Which lines in the material below contain the string "wheel"? Pick out and copy each of them, treating uppercase and lowercase as distinct.

Data for this exercise:
::::

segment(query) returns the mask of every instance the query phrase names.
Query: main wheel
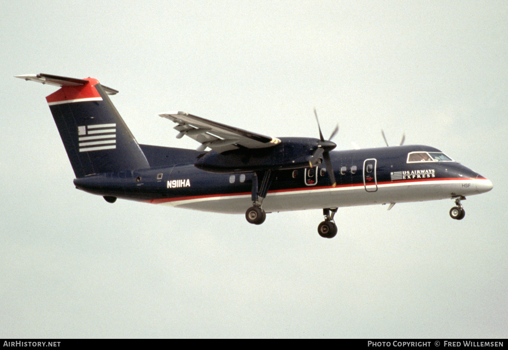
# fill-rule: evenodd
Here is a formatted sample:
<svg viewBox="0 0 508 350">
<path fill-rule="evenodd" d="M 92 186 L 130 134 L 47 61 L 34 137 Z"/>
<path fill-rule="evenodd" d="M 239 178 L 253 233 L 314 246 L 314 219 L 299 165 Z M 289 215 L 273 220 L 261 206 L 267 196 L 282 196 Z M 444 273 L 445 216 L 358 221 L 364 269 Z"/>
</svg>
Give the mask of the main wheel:
<svg viewBox="0 0 508 350">
<path fill-rule="evenodd" d="M 324 238 L 333 238 L 337 234 L 337 225 L 331 221 L 324 221 L 318 226 L 318 233 Z"/>
<path fill-rule="evenodd" d="M 450 210 L 450 216 L 452 219 L 462 220 L 466 215 L 466 212 L 462 208 L 454 207 Z"/>
<path fill-rule="evenodd" d="M 250 224 L 260 225 L 266 219 L 266 213 L 259 207 L 251 207 L 245 212 L 245 218 Z"/>
<path fill-rule="evenodd" d="M 464 218 L 464 217 L 466 216 L 465 211 L 462 208 L 460 208 L 460 215 L 459 217 L 457 218 L 457 220 L 462 220 Z"/>
</svg>

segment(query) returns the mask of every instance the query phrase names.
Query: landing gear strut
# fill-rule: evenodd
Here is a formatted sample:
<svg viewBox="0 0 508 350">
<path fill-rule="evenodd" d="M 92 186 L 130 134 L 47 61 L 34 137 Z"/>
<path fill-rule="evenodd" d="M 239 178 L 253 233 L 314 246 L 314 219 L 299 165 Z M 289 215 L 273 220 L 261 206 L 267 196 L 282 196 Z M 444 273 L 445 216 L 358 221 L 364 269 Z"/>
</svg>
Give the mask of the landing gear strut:
<svg viewBox="0 0 508 350">
<path fill-rule="evenodd" d="M 465 199 L 465 197 L 461 196 L 455 199 L 455 204 L 457 205 L 457 206 L 454 207 L 450 210 L 450 216 L 452 217 L 452 219 L 462 220 L 464 218 L 464 217 L 466 215 L 466 212 L 464 211 L 464 208 L 462 207 L 462 205 L 461 204 L 460 201 Z"/>
<path fill-rule="evenodd" d="M 333 217 L 336 212 L 336 208 L 325 208 L 323 210 L 325 221 L 318 226 L 318 233 L 324 238 L 333 238 L 337 234 L 337 225 L 333 221 Z"/>
<path fill-rule="evenodd" d="M 255 173 L 252 178 L 252 206 L 245 212 L 245 218 L 250 224 L 260 225 L 266 219 L 266 213 L 261 207 L 263 200 L 268 193 L 268 188 L 272 182 L 272 171 L 267 170 L 263 174 L 261 186 L 258 188 L 258 174 Z"/>
</svg>

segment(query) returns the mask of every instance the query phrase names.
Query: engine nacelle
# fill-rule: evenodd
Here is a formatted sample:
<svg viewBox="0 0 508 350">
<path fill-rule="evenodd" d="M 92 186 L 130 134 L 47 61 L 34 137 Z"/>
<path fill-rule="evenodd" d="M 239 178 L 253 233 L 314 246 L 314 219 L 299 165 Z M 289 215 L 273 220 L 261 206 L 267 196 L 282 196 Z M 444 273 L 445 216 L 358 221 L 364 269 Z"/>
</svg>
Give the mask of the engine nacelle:
<svg viewBox="0 0 508 350">
<path fill-rule="evenodd" d="M 318 139 L 279 138 L 280 143 L 267 148 L 240 148 L 222 153 L 210 151 L 194 164 L 212 173 L 244 173 L 305 168 L 318 148 Z"/>
</svg>

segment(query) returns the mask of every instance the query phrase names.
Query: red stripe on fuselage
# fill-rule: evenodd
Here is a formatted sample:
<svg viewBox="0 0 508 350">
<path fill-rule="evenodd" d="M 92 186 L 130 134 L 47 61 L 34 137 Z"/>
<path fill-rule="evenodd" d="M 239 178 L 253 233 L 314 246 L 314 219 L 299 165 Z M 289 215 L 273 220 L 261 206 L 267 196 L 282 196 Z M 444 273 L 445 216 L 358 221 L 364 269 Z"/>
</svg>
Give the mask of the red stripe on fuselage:
<svg viewBox="0 0 508 350">
<path fill-rule="evenodd" d="M 48 104 L 55 103 L 63 103 L 79 102 L 80 100 L 87 99 L 100 99 L 101 95 L 95 88 L 95 85 L 99 83 L 96 79 L 87 78 L 85 80 L 88 80 L 88 83 L 86 85 L 78 86 L 62 86 L 51 94 L 47 96 L 46 100 Z"/>
<path fill-rule="evenodd" d="M 430 181 L 456 181 L 458 180 L 464 181 L 464 180 L 474 180 L 476 179 L 484 180 L 485 178 L 479 177 L 479 178 L 473 178 L 473 177 L 459 177 L 459 178 L 433 178 L 433 179 L 414 179 L 411 180 L 401 180 L 400 181 L 385 181 L 383 182 L 378 182 L 377 185 L 390 184 L 393 183 L 411 183 L 414 182 L 430 182 Z M 375 184 L 370 184 L 370 186 L 375 185 Z M 284 188 L 282 189 L 274 189 L 271 191 L 268 191 L 268 195 L 270 194 L 274 193 L 281 193 L 283 192 L 296 192 L 299 191 L 304 191 L 309 190 L 314 190 L 314 189 L 333 189 L 334 188 L 342 188 L 345 187 L 364 187 L 363 183 L 352 183 L 346 185 L 338 185 L 335 187 L 332 187 L 331 186 L 308 186 L 308 187 L 298 187 L 295 188 Z M 142 202 L 145 202 L 148 203 L 151 203 L 152 204 L 161 204 L 162 203 L 169 203 L 171 202 L 178 202 L 180 201 L 189 201 L 195 199 L 201 199 L 205 198 L 218 198 L 219 197 L 232 197 L 238 196 L 247 196 L 250 195 L 250 192 L 240 192 L 239 193 L 230 193 L 227 194 L 218 194 L 218 195 L 205 195 L 202 196 L 189 196 L 188 197 L 175 197 L 174 198 L 161 198 L 160 199 L 151 199 L 147 201 L 142 201 Z"/>
</svg>

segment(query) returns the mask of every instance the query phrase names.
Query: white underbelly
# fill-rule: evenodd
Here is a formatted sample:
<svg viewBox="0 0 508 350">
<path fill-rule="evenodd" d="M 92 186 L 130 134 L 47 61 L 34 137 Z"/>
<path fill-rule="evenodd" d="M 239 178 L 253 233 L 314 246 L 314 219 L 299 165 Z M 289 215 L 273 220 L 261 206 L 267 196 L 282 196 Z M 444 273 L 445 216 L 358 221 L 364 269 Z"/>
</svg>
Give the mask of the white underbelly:
<svg viewBox="0 0 508 350">
<path fill-rule="evenodd" d="M 370 185 L 367 188 L 369 192 L 363 184 L 271 191 L 263 202 L 263 208 L 269 213 L 449 199 L 478 194 L 476 182 L 481 181 L 465 179 L 388 182 Z M 204 196 L 163 204 L 232 214 L 243 214 L 252 204 L 250 194 Z"/>
</svg>

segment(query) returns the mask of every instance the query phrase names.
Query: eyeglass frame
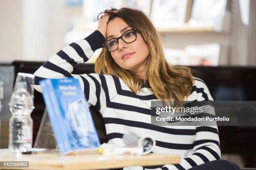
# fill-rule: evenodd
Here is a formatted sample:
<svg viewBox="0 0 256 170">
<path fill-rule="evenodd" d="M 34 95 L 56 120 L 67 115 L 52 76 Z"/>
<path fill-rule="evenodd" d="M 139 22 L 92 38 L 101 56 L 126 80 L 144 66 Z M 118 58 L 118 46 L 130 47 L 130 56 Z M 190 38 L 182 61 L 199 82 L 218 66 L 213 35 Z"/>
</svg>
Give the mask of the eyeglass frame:
<svg viewBox="0 0 256 170">
<path fill-rule="evenodd" d="M 125 41 L 123 39 L 123 35 L 124 34 L 125 34 L 125 33 L 127 32 L 128 31 L 131 31 L 132 30 L 134 30 L 135 32 L 135 35 L 136 35 L 136 38 L 135 38 L 135 40 L 134 40 L 132 41 L 131 42 L 125 42 Z M 119 45 L 119 39 L 120 38 L 121 38 L 122 39 L 122 40 L 123 40 L 123 41 L 124 42 L 125 42 L 125 43 L 126 43 L 126 44 L 130 44 L 131 43 L 133 42 L 134 41 L 135 41 L 136 40 L 137 40 L 137 31 L 138 31 L 138 30 L 137 29 L 137 28 L 133 28 L 133 29 L 131 29 L 130 30 L 127 30 L 127 31 L 126 31 L 125 32 L 123 32 L 123 34 L 122 34 L 122 35 L 121 35 L 120 36 L 118 37 L 117 38 L 111 38 L 109 40 L 106 40 L 104 43 L 103 43 L 102 44 L 102 46 L 103 47 L 104 47 L 104 48 L 105 48 L 106 49 L 106 50 L 107 50 L 108 51 L 109 51 L 110 52 L 113 52 L 114 51 L 115 51 L 116 50 L 117 50 L 118 48 L 118 45 Z M 108 49 L 105 46 L 105 44 L 106 44 L 106 43 L 107 43 L 107 42 L 109 40 L 113 40 L 113 39 L 116 39 L 117 40 L 118 42 L 118 46 L 117 46 L 117 48 L 116 48 L 116 49 L 115 49 L 115 50 L 113 50 L 113 51 L 110 51 L 109 50 L 108 50 Z"/>
</svg>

::::

Answer below:
Query: main wheel
Give the mask of the main wheel:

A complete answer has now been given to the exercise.